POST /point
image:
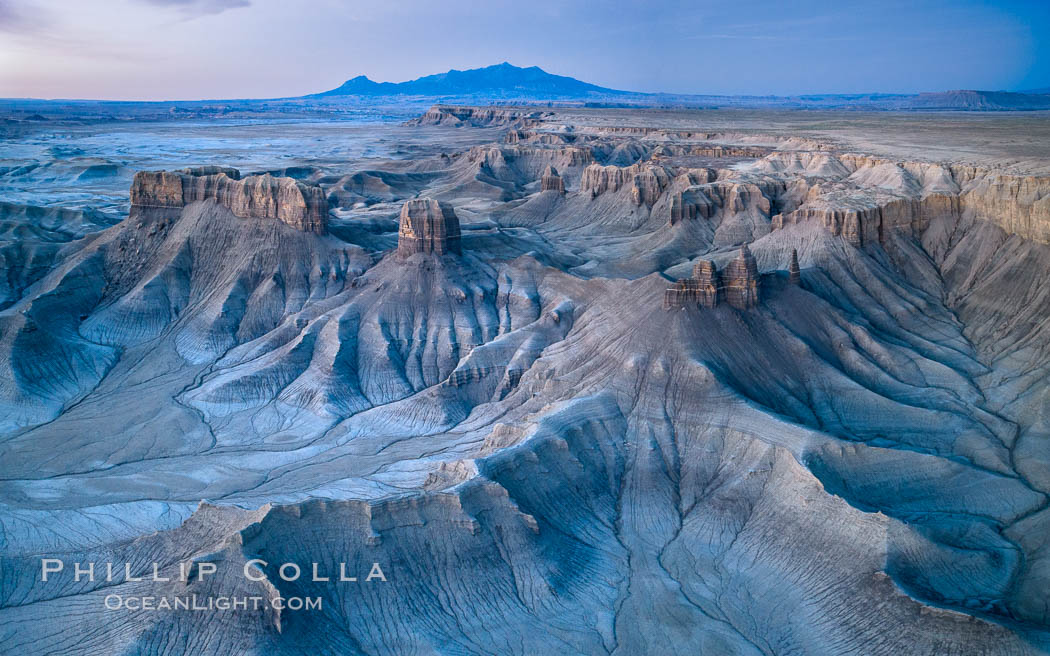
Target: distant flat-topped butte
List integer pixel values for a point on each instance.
(466, 374)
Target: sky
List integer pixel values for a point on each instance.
(192, 49)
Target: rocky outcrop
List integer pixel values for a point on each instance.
(524, 161)
(647, 182)
(427, 226)
(302, 207)
(869, 225)
(550, 181)
(741, 280)
(531, 136)
(704, 289)
(794, 273)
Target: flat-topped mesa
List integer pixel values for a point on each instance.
(427, 226)
(741, 280)
(302, 207)
(704, 289)
(648, 182)
(551, 181)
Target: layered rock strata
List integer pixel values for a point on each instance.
(647, 182)
(704, 289)
(427, 226)
(302, 207)
(551, 181)
(741, 280)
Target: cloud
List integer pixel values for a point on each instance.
(21, 19)
(198, 7)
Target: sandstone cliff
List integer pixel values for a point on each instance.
(741, 280)
(647, 182)
(427, 226)
(302, 207)
(550, 181)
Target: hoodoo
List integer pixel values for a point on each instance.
(741, 280)
(302, 207)
(705, 289)
(427, 226)
(551, 181)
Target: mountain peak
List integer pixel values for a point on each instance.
(503, 80)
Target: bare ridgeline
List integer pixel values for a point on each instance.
(455, 364)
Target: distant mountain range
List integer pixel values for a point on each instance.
(501, 80)
(506, 82)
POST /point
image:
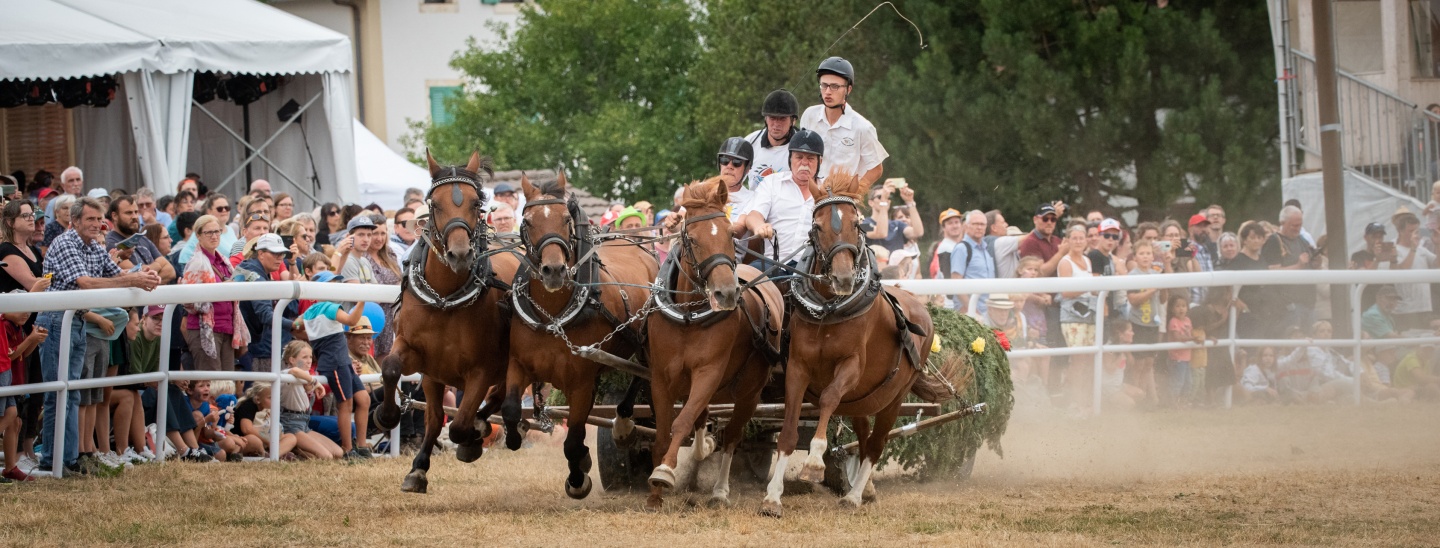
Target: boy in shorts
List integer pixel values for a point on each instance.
(324, 324)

**********

Reproduce every row above verbatim, including each answer point, but omit the pictures.

CORRECT RESPONSE:
POST /point
image:
Target: distant flat-topped butte
List integer pixel values for a point on each instance.
(466, 374)
Target: sky
List integer pixel values for a point on each instance.
(192, 49)
Target: rocky outcrop
List integer pixel values for a point on each instance.
(524, 161)
(647, 182)
(427, 226)
(302, 207)
(869, 225)
(550, 181)
(741, 280)
(531, 136)
(704, 289)
(794, 273)
Target: flat-topped mesa
List integer pixel values for a point on each instance.
(427, 226)
(741, 280)
(302, 207)
(704, 289)
(648, 182)
(551, 181)
Target: layered rock strata
List integer pixel values for a point on each instance.
(647, 182)
(704, 289)
(427, 226)
(302, 207)
(551, 181)
(741, 280)
Target: cloud
List integer pixel values for a point on each instance.
(21, 19)
(198, 7)
Target: sandstone cliff
List integer pixel values for a point on each instance.
(741, 280)
(647, 182)
(427, 226)
(302, 207)
(550, 181)
Target: hoodoo
List integer pixel values for a point on each instance.
(741, 280)
(302, 207)
(705, 289)
(427, 226)
(551, 181)
Target: mountain peak
List integer pixel values for a point on each instance.
(503, 80)
Target: bare ridgeline
List integer pixel values for a point on each instance.
(455, 364)
Target: distant mountain range
List integer pixel values for a point on each instance.
(501, 80)
(506, 82)
POST /point
image:
Target: boy in shorts
List integer pixel values for a point on each instance.
(324, 324)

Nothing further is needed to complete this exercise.